* [Exercise inputs]
******

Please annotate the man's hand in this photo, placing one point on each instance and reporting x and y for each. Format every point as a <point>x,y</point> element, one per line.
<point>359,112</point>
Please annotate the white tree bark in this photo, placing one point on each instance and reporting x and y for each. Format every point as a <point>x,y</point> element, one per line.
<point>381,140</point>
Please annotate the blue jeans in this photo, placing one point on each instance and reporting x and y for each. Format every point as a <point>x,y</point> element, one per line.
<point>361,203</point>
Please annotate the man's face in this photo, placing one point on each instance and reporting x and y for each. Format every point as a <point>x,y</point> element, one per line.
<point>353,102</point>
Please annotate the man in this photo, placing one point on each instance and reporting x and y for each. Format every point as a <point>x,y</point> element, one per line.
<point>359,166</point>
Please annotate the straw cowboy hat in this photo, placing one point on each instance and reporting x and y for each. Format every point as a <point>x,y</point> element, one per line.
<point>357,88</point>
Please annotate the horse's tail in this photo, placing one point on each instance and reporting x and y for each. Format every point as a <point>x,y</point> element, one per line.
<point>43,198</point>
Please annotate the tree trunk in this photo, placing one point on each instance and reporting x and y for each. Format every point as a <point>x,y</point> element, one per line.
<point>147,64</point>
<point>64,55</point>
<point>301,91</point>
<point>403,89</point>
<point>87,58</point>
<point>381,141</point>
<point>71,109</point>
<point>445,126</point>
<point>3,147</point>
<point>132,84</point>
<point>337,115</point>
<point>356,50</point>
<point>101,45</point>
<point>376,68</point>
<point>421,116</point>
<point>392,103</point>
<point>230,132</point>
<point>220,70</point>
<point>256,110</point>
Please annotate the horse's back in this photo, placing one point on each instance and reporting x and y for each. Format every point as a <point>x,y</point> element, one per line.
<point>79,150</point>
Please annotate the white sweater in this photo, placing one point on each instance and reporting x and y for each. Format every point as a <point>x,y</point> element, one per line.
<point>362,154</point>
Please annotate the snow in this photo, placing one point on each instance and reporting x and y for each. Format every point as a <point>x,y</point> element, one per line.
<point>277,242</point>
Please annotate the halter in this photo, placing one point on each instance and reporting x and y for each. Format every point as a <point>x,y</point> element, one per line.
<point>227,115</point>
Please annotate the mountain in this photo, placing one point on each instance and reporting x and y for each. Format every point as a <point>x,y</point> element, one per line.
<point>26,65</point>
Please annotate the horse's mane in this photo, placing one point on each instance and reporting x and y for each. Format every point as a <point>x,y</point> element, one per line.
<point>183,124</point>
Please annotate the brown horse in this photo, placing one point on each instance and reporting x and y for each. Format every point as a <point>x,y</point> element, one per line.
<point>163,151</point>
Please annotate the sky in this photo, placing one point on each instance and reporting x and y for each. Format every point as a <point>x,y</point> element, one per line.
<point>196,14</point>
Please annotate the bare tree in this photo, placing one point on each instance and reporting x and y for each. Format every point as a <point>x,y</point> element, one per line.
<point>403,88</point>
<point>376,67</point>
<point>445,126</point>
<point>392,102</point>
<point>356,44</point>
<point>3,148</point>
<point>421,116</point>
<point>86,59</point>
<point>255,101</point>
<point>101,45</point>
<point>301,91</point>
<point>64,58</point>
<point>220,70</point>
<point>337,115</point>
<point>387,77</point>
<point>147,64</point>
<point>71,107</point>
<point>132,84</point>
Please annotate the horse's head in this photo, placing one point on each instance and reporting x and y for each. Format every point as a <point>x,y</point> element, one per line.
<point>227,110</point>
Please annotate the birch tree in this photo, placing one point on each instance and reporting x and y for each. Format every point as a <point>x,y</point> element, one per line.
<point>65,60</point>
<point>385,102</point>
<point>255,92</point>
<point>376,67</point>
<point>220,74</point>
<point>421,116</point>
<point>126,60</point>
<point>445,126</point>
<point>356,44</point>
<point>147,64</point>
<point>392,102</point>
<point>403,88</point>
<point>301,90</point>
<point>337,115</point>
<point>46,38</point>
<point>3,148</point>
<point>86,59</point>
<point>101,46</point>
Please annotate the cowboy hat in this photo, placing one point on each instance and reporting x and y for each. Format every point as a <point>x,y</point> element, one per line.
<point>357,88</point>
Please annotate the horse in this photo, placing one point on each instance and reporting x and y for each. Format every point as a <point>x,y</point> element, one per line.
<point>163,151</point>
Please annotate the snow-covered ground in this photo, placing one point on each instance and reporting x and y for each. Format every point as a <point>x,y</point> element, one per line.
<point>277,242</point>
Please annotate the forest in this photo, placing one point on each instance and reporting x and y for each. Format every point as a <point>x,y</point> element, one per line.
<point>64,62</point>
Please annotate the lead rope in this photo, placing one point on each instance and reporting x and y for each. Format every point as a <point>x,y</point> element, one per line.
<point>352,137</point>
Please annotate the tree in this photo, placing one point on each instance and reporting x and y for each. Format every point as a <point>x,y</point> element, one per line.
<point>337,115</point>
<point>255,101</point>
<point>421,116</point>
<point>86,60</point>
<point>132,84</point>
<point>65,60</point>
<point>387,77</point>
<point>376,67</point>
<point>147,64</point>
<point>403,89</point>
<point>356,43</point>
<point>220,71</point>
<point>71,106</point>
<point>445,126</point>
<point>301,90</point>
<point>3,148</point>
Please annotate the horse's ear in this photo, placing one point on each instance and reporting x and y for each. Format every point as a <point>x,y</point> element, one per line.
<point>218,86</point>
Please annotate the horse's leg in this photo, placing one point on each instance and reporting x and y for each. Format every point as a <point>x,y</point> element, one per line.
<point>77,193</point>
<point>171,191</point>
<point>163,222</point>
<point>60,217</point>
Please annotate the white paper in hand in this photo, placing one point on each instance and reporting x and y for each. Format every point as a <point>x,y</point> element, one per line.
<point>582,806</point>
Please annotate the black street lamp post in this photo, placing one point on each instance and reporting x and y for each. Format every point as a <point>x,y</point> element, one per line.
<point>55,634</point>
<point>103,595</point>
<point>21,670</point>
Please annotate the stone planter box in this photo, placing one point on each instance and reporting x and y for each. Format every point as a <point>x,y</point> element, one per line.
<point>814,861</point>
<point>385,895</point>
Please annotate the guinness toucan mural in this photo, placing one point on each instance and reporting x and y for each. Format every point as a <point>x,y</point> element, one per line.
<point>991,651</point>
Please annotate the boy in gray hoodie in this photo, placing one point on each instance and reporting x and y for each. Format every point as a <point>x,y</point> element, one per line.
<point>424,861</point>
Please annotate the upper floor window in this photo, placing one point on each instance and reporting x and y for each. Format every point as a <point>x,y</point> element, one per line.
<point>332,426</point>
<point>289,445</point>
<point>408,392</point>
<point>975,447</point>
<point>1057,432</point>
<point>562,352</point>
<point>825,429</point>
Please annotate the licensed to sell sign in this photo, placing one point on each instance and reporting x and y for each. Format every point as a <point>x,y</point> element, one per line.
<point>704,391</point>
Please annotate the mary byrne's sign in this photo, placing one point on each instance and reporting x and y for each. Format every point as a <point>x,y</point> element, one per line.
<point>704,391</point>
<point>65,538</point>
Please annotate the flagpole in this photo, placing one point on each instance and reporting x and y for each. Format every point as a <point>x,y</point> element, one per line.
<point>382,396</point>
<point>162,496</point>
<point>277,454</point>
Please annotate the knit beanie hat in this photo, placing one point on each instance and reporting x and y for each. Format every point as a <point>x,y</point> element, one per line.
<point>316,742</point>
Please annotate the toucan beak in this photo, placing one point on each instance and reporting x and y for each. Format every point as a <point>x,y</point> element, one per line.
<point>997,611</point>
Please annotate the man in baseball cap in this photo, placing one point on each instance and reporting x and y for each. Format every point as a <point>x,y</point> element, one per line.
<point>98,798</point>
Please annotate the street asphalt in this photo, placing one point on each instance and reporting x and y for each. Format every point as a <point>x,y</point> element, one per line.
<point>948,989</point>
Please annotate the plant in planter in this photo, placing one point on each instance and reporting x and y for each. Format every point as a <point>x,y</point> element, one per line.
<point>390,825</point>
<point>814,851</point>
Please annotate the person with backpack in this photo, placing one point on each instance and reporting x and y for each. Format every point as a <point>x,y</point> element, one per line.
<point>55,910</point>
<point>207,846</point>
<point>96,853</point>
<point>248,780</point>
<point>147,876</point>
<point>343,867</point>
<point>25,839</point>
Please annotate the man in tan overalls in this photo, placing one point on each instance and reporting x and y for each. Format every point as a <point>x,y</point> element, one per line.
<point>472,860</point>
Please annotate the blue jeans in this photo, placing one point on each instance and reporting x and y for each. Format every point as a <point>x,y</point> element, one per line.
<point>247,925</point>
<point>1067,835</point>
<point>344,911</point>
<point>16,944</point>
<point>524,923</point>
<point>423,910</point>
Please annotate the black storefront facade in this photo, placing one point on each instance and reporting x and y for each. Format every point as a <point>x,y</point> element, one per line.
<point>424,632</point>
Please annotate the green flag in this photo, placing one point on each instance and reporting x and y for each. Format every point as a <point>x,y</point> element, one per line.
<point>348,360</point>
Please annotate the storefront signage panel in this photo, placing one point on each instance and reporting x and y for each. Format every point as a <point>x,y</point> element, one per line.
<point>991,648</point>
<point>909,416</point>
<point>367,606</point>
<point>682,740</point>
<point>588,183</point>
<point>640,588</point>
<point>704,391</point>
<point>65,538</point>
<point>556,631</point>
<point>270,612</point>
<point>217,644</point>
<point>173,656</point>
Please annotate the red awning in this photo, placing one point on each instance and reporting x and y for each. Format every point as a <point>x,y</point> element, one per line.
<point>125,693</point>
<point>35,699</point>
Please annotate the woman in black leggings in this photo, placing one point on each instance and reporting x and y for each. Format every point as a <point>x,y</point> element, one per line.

******

* [Directive]
Put everything from the line containing "Please annotate the man's face" down to the line containing "<point>359,166</point>" into a JSON list of strings, one string per line, with both of those lines included. Leave out any blank lines.

* [Reply]
[
  "Please annotate the man's face in this photo, placing one point on each instance and reporting x and y for each. Format every point as a <point>x,y</point> element, one per line.",
  "<point>353,102</point>",
  "Please annotate the man in this photo, placing one point on each instance and reporting x and y for each. Format every point as a <point>x,y</point> element, one per line.",
  "<point>359,166</point>"
]